> Provided data:
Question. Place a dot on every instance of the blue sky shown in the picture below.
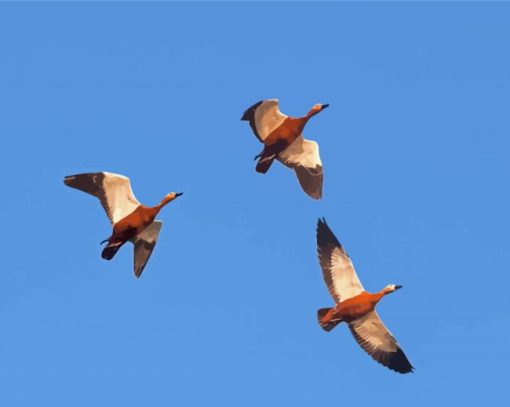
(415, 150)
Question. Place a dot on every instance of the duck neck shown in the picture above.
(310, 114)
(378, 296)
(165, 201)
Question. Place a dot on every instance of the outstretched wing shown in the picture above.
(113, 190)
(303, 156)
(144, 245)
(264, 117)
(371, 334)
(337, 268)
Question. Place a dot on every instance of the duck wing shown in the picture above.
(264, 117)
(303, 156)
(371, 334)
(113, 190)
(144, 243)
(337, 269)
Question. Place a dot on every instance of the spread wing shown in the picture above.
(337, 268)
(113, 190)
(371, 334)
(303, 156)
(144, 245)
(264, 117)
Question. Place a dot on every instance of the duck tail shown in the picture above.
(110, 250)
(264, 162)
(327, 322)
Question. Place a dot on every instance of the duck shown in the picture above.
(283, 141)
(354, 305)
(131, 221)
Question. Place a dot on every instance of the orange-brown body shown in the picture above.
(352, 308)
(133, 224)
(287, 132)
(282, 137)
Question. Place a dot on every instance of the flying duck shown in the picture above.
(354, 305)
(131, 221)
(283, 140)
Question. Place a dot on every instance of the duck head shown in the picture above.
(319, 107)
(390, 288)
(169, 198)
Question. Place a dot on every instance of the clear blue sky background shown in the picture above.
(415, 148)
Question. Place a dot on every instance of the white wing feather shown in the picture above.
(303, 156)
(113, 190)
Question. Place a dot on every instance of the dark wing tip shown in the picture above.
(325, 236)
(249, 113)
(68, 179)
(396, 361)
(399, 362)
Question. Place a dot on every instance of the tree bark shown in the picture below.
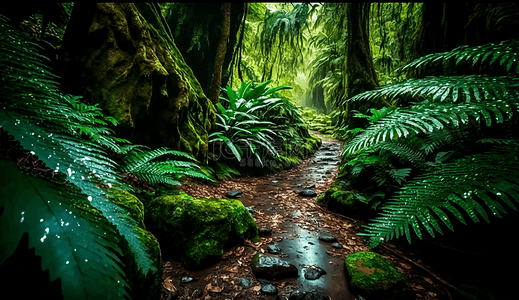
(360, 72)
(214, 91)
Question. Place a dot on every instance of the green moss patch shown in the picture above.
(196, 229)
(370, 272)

> Written request:
Rewrite the records as a numbered list, from the line that contains "Question. Place a dot on every instance of the tree" through the end of the records, skipping any blank lines. Leave the pictures out of your answer.

> Answer below:
1. Question. Place a dot on every instance of the tree bark shown in the picture below.
2. (360, 72)
3. (214, 91)
4. Question. Place a dot on every instance of the green moss patch shown in the picture above.
5. (196, 229)
6. (370, 272)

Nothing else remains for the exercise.